● **PAGE EXTRACT**
Everything that is automated already has a control system. These range from simple mechanical controls (like a thermostat with a Mercury switch) to highly sophisticated electronic hardware and computer software. In nature, there is obviously a range of intelligence between species and within a species. It isn't a simple linear scale, as each new capability in effect provides another axis along which to measure intelligence - if a new application of intelligence isn't different in degree, then it is different in kind. And with automation there is obviously a range of intelligence required to operate our machines, with simple machines needing very little or no intelligence and more sophisticated and complicated machines requiring more complex control.
However, even the simplest of control systems can be improved with the application of artificial intelligence. Let's take the thermostat in your house as an example. In older thermostats, the furnace blower would come on if the temperature fell below a certain value and would turn off again above some other value. These values were determined by a set point on the dial; if it was a few degrees colder than the set point (moving the Mercury switch one way) then the furnace blower came on, and if it was a few degrees warmer than the set point (which would move the Mercury switch the other way), the furnace would shut off.
That isn't a particularly efficient way of operating the furnace, but it works. This can be improved, though, with some simple electronics and software. The problem being solved by the control system is well-understood and easily simulated. Causal relationships and the interrelationships between variables are well-understood and precise mathematical relationships can be derived and programmed into the control system software in the factory, long before actual use of the control system. Indeed, the vast majority of non-mechanical control systems do not use artificial intelligence, as much simpler PID controls will suffice. The Proportional/Integral/Derivative control system would allow for more precise adherence to the set point while using less energy to do so than the mechanical switch; indeed, PID controls are useful in an enormous range of applications and are ubiquitous.
In contrast, a fuzzy logic (this will be covered in AI101 part 5) control system on a thermostat allows for much smoother control of the furnace, turning the furnace blower on and off in a very slightly more efficient manner than PID. The gain in efficiency in use of the furnace can lower the heating bill by a significant amount. Of course, for trivial applications using an AI control system could be considered overkill. Most thermostats work just fine with a strictly mechanical control or PID control. If the cost of the AI control system is more than the savings due to the efficiency of using AI, then it doesn't make sense to use AI at all.
But what if the system being controlled changes over time? In that case, a mechanical or preprogrammed control system may not work properly and may act inappropriately. In such cases, the control system would need to recognize that its model of the system is in error and adapt its model by changing various constants it uses in its calculations - which brings us right back to the feedback part of the definition of artificial intelligence.

● **TASK SET**
1 > What does PID stand for in the control systems passage?
2 > Reproduce the control systems passage word for word from "However, even the" to "would shut off.".

● **DATA PROVIDED**
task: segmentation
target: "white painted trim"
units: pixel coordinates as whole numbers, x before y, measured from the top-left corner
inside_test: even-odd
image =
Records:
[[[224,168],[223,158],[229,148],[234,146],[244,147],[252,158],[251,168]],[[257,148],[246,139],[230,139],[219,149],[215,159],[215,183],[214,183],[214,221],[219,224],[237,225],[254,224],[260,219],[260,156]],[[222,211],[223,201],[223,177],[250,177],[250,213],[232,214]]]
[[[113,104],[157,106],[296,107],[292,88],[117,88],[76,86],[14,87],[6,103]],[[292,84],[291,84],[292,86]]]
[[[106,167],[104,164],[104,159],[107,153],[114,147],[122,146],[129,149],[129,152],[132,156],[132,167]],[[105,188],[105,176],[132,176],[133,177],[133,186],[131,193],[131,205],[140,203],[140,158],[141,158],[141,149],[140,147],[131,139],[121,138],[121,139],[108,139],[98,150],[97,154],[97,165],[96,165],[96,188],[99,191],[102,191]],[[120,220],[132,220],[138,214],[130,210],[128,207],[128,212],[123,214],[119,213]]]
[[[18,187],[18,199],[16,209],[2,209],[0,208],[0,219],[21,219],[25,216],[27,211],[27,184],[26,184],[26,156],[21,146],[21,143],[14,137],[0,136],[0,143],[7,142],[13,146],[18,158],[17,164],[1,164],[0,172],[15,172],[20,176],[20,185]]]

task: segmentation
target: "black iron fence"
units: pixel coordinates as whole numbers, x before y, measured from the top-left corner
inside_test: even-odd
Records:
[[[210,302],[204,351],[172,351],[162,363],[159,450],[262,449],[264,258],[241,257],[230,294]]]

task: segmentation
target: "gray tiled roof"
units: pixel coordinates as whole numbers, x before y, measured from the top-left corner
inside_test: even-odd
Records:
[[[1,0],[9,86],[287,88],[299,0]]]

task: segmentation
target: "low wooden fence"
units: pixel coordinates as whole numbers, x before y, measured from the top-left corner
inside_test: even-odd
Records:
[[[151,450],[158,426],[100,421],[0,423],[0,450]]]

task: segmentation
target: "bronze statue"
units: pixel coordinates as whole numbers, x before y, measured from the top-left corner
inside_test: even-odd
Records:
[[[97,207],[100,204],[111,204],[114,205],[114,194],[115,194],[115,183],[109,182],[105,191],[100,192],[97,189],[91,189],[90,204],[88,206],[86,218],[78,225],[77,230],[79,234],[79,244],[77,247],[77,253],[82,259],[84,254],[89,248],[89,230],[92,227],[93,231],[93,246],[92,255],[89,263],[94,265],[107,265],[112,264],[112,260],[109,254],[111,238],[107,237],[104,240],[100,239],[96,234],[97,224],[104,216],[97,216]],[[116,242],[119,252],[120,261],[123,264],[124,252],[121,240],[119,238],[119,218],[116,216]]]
---
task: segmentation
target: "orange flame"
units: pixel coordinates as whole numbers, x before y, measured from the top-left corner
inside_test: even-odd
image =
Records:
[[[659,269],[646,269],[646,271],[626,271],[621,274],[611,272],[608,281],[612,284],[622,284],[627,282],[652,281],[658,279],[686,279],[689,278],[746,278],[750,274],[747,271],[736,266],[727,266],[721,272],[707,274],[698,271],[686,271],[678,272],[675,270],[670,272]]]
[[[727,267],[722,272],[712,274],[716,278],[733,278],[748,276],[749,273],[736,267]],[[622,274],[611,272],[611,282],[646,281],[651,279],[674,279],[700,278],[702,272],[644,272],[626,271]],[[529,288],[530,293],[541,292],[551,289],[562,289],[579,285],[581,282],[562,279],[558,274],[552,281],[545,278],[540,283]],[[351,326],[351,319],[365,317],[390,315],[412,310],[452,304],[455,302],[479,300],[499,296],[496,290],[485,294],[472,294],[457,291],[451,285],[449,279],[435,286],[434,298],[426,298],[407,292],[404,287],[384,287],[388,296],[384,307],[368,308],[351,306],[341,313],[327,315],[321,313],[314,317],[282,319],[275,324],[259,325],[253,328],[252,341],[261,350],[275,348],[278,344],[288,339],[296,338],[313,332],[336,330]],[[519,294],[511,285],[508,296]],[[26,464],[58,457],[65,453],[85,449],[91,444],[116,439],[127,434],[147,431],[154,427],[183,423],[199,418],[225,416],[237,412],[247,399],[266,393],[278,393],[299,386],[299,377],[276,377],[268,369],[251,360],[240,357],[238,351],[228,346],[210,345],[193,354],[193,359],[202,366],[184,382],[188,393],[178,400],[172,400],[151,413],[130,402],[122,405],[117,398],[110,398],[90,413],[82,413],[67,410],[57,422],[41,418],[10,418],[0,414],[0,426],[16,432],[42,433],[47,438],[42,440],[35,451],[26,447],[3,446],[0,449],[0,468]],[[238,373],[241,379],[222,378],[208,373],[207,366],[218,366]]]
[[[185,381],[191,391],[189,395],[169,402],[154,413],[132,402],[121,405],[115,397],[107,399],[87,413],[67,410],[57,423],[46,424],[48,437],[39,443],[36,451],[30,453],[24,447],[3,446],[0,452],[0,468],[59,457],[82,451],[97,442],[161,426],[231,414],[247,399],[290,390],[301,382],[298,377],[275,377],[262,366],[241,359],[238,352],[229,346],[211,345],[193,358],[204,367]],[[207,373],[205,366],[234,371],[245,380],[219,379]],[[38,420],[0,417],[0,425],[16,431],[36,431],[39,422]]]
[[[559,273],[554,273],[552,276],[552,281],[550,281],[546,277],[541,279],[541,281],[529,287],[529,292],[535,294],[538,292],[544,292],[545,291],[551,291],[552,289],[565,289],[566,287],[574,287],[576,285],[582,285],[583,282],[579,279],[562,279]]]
--
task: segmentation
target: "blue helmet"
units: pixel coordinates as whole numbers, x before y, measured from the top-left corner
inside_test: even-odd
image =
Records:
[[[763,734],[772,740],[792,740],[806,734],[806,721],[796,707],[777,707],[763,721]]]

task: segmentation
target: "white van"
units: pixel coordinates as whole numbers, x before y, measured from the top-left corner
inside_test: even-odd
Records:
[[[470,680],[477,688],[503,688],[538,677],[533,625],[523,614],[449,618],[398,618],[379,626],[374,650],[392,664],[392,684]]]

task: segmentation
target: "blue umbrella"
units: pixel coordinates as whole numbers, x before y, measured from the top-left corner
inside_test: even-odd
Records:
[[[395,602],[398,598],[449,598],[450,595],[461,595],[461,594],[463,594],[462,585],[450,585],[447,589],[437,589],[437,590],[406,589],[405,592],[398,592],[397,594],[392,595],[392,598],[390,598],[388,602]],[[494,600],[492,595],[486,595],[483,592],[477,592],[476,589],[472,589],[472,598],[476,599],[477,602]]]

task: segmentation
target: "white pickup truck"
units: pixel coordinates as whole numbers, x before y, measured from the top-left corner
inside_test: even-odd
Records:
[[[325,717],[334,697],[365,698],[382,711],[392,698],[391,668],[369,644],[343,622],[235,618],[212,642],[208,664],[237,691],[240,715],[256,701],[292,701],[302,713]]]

● **SOLUTIONS TO THE EXERCISE**
1 > Proportional/Integral/Derivative

2 >
However, even the simplest of control systems can be improved with the application of artificial intelligence. Let's take the thermostat in your house as an example. In older thermostats, the furnace blower would come on if the temperature fell below a certain value and would turn off again above some other value. These values were determined by a set point on the dial; if it was a few degrees colder than the set point (moving the Mercury switch one way) then the furnace blower came on, and if it was a few degrees warmer than the set point (which would move the Mercury switch the other way), the furnace would shut off.